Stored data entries
BEGIN
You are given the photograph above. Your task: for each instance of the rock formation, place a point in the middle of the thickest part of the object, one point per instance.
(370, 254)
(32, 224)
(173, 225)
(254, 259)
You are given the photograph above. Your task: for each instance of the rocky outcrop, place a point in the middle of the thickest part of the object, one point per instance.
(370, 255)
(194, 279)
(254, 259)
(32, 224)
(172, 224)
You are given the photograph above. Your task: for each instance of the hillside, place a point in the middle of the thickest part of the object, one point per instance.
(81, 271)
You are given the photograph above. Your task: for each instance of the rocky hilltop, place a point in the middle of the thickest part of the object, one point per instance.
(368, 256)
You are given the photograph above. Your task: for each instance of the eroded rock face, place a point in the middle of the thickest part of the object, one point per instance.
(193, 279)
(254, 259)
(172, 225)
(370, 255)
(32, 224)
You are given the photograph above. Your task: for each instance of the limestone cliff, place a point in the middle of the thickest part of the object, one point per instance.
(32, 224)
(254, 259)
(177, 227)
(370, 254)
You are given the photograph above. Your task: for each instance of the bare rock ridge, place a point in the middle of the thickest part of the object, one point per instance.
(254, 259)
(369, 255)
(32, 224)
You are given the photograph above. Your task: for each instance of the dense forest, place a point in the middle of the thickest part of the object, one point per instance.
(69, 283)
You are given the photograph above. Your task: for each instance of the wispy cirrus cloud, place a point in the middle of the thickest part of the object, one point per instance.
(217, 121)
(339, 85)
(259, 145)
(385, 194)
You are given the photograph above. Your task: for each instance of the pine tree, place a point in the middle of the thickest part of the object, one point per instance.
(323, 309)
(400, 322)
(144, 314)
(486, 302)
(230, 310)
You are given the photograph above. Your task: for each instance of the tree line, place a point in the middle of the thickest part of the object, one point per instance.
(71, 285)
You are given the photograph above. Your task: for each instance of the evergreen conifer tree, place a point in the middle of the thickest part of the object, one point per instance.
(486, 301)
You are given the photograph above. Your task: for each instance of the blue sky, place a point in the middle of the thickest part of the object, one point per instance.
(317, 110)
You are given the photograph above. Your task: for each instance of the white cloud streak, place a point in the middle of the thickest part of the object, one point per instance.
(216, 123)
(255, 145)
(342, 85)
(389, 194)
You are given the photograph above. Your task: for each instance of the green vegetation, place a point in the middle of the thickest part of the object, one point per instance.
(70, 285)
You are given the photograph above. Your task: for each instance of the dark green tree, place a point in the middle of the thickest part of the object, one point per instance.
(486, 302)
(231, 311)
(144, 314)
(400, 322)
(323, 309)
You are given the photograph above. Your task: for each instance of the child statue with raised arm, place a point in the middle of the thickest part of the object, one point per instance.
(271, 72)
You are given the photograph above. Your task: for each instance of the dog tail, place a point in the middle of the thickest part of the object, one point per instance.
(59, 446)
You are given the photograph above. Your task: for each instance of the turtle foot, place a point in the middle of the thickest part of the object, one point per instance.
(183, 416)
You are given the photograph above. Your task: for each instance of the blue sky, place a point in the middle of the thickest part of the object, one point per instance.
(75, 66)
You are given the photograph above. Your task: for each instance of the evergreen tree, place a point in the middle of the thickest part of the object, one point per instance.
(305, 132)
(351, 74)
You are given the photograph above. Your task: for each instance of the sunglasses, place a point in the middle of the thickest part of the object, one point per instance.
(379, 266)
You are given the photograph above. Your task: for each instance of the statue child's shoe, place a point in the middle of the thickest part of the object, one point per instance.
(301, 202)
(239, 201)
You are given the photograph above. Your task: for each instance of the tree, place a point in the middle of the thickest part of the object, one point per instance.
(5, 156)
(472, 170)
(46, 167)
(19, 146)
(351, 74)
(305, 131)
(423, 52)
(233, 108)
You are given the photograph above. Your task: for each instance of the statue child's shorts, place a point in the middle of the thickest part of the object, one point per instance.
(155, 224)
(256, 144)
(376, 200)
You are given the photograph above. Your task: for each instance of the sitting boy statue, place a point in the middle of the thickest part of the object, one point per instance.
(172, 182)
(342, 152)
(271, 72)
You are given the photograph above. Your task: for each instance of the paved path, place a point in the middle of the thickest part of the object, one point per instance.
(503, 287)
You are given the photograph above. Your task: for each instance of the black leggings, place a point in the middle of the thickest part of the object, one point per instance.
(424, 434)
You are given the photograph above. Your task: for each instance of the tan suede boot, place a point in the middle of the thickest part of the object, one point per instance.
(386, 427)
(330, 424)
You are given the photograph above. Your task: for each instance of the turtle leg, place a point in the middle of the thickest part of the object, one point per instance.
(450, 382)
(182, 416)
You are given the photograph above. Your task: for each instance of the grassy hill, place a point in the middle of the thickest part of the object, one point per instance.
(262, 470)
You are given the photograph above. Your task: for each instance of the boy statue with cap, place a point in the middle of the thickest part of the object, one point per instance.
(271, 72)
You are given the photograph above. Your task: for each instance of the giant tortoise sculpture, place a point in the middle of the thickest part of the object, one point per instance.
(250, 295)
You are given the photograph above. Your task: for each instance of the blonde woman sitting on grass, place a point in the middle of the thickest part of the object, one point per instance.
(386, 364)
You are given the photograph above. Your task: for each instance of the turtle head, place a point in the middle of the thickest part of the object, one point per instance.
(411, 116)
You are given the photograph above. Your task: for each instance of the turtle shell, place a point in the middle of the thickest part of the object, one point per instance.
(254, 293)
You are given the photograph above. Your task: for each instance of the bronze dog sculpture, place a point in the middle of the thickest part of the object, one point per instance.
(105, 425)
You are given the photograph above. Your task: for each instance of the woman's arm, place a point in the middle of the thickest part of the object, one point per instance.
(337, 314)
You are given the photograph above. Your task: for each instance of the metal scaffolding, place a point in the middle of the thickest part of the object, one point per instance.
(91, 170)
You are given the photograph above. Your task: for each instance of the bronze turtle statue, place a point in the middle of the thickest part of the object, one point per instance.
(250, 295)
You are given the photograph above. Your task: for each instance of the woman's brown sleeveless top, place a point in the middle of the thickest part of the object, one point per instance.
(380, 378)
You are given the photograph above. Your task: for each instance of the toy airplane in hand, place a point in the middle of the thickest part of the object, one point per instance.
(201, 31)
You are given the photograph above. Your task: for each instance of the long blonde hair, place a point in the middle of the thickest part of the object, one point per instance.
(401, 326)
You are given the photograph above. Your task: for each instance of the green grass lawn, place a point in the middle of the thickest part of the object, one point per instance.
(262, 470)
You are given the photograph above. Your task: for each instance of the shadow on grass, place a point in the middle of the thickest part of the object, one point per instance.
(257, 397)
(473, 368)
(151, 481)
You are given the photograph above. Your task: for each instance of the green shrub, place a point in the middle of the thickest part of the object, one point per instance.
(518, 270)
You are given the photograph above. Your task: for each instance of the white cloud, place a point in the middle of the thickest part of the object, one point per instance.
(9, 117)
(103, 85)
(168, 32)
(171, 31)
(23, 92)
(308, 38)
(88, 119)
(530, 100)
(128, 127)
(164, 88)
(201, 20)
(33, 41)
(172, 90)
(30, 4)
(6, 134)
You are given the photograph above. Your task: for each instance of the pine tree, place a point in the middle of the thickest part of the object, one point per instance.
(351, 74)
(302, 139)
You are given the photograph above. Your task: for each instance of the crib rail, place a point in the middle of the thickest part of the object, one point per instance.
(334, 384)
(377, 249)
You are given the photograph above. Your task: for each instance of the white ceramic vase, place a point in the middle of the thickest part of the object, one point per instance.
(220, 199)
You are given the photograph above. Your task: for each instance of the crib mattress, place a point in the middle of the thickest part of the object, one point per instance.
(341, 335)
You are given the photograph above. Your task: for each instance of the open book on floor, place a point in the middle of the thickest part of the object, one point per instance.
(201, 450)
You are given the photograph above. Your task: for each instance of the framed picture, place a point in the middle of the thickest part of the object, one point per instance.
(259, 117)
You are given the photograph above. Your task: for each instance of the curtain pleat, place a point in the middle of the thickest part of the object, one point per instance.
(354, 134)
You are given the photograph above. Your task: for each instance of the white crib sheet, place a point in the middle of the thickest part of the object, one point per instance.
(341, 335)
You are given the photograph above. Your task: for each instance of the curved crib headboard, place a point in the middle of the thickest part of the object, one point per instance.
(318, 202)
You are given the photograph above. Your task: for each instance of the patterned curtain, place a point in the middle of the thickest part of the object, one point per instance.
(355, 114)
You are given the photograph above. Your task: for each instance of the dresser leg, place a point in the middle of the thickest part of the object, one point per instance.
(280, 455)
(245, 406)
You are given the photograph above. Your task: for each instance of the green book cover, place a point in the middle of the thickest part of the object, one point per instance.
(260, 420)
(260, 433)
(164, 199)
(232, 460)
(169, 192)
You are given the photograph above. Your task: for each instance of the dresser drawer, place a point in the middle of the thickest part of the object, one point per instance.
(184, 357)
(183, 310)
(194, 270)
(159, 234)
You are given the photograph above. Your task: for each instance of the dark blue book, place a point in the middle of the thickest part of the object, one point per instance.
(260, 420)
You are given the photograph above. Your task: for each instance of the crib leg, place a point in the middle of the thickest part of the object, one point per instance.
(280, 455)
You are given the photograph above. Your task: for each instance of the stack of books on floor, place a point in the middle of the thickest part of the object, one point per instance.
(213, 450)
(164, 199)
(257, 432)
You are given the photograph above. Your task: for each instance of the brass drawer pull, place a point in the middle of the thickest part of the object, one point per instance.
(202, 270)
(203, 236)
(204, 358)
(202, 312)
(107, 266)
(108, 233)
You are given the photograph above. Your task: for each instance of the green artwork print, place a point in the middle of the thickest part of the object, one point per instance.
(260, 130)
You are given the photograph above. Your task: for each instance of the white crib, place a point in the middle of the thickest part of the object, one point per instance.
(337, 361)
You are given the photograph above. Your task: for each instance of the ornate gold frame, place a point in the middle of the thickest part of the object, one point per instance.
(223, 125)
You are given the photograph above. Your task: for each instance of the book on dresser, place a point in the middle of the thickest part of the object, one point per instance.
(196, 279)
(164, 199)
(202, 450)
END
From the line containing "of the book" to the last line of the records above, please write out every line exactly and add nothing.

You are given the photograph above. Your task: for each instance of the book on dresser, place a point in the middle of the thickest part of the object, one point per instance.
(196, 279)
(164, 199)
(202, 450)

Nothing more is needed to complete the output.